I’m curious about the prevalence and root cause analysis of issues controlling robots during competition:
Has your drive team ever lost complete control of the robot for a second or more in any match?
Has responsiveness been delayed by more than a quarter of a second and made it unnatural to drive?
Did you have the proper analysis tools to find out a root cause to the problems?
What percentage of control problems were you able to isolate?
What percentage of problems didn’t show up again, but had no clear indication of what caused the problem in the first place.
My perception is solid problems are isolated and solved clearly. Intermittent problems and sluggishness are sometimes considered part of life instead of being isolated and resolved.
How do best teams determine that they have enough safety margin on their radio signal to never worry about being in a hard pushing scrum with three other robots in the corner farthest from radio access point?
We were brainstorming about logging voltage, radio signal, transmission delay to the DS and transmission delay from the DS at a 100ms rate and link it to video for the matches.

--------------------------------------------------

* **Task list**
1: Write out the forum post on robot control problems between "My perception is" and "for the matches.", inclusive, with no changes.
2: Answer these questions using the forum post on robot control problems:
(a) By how much would responsiveness have to be delayed to meet the threshold the poster asks about?
(b) In the poster's perception, which problems are sometimes considered part of life?
(c) At what rate does the team propose logging voltage, radio signal and transmission delay?

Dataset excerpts
--------------------------------------------------

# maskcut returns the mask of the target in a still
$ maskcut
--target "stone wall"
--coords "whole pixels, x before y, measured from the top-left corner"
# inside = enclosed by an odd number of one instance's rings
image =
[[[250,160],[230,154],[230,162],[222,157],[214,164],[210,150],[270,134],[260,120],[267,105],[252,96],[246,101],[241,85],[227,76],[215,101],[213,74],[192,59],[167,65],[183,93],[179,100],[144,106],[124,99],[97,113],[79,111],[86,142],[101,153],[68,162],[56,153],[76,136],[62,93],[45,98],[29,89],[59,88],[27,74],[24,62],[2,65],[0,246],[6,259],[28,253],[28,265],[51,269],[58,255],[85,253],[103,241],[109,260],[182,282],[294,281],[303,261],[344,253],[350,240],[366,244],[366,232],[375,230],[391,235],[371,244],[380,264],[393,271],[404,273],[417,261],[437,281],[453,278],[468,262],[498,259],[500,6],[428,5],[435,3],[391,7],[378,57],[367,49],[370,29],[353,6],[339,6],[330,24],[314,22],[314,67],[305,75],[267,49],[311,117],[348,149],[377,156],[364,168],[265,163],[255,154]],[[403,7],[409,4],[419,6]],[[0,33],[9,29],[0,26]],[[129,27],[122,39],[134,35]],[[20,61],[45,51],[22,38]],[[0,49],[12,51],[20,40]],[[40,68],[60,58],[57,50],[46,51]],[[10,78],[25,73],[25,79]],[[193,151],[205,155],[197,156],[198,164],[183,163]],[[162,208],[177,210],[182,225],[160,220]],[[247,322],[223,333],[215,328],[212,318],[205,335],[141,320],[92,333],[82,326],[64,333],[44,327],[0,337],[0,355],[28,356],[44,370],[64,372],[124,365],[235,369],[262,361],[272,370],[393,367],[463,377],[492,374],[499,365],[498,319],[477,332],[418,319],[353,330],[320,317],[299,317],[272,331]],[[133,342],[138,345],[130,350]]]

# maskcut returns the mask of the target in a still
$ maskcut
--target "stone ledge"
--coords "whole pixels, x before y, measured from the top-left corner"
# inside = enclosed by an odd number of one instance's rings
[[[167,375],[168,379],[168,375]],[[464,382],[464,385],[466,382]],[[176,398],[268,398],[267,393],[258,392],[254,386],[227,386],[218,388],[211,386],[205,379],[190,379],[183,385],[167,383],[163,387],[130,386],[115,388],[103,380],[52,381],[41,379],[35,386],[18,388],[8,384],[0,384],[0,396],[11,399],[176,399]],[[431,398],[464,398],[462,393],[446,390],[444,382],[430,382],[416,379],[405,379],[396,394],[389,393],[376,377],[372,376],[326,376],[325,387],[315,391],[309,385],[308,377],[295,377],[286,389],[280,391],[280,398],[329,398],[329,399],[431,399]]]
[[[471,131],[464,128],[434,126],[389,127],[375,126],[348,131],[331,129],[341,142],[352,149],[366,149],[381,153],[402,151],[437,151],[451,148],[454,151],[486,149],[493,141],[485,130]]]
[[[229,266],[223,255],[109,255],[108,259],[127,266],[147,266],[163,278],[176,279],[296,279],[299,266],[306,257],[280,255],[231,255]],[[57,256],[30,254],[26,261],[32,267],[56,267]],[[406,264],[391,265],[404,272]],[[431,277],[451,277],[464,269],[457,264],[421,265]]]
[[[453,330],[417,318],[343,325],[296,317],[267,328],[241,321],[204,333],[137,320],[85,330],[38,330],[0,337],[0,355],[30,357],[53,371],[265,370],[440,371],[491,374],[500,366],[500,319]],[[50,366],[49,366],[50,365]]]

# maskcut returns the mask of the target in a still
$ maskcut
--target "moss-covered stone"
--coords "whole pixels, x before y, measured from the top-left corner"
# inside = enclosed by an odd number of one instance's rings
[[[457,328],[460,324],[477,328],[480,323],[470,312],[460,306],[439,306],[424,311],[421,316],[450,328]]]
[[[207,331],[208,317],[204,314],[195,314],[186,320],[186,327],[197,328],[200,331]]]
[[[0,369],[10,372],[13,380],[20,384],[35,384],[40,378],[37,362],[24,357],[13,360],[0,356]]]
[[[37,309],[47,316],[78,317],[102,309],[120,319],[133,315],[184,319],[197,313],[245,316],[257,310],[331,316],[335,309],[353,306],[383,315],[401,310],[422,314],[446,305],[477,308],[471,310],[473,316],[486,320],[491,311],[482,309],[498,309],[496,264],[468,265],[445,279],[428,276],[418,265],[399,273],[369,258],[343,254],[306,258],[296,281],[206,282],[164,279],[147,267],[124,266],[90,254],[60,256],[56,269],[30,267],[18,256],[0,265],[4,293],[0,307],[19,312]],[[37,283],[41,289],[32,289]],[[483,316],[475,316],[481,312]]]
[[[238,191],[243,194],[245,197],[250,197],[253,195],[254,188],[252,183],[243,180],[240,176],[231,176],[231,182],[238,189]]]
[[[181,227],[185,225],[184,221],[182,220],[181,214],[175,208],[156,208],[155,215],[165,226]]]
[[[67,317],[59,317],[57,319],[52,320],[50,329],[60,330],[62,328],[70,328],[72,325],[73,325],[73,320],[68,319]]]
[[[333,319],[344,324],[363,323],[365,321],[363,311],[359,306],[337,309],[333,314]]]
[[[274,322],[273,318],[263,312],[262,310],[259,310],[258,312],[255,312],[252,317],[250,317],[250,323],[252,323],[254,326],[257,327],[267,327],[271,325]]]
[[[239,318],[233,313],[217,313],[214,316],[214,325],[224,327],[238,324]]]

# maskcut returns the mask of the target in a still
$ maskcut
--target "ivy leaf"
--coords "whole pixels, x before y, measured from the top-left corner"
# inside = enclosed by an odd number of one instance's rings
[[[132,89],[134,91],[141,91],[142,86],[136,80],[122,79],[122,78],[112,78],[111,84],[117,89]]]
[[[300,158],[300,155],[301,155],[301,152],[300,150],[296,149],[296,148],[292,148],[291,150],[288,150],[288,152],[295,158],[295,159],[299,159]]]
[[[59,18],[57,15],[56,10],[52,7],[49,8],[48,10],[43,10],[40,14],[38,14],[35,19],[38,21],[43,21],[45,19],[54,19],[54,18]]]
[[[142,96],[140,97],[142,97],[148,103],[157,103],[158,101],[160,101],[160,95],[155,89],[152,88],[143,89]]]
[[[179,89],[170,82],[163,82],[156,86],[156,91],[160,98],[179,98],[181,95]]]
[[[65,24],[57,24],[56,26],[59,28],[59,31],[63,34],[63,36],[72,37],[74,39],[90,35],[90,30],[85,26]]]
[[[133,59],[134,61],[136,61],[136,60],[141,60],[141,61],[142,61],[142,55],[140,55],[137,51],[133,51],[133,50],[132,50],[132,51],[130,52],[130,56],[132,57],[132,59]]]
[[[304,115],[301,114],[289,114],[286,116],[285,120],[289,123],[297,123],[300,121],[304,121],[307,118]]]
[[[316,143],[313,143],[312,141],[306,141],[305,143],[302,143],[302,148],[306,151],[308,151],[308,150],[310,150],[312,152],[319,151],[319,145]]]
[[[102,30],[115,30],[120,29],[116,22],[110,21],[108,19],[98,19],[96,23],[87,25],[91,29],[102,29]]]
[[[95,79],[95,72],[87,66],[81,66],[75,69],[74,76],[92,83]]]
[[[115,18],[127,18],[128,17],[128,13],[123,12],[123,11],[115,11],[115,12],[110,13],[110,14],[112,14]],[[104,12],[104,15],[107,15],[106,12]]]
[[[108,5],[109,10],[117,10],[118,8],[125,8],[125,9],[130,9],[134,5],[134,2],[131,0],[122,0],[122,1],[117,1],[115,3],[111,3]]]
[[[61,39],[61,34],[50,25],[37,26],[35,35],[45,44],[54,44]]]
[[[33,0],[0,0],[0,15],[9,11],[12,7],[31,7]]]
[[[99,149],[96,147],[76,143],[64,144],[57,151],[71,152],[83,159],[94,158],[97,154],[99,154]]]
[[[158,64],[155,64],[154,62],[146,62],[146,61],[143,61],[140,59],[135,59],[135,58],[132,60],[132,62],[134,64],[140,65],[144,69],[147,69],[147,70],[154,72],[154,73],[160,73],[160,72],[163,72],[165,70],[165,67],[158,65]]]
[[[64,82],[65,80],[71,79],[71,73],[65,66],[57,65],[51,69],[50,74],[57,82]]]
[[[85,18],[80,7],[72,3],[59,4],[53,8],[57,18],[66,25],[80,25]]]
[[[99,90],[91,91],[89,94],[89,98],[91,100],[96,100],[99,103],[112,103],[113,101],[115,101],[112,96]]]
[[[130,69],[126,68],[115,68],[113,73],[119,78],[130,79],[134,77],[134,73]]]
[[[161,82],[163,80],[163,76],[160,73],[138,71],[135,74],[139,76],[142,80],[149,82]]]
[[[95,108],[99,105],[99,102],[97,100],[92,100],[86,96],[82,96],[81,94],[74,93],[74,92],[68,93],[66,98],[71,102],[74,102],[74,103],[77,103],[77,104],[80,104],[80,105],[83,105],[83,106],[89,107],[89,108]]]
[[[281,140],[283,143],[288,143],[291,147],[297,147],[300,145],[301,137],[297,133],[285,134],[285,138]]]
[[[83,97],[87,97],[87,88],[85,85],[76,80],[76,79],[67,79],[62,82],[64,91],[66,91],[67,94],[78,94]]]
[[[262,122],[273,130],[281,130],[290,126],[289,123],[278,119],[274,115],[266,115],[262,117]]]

--------------------------------------------------

* **Answers to the exercise**
1:
My perception is solid problems are isolated and solved clearly. Intermittent problems and sluggishness are sometimes considered part of life instead of being isolated and resolved.
How do best teams determine that they have enough safety margin on their radio signal to never worry about being in a hard pushing scrum with three other robots in the corner farthest from radio access point?
We were brainstorming about logging voltage, radio signal, transmission delay to the DS and transmission delay from the DS at a 100ms rate and link it to video for the matches.

2:
(a) By more than a quarter of a second.
(b) Intermittent problems and sluggishness.
(c) At a 100ms rate.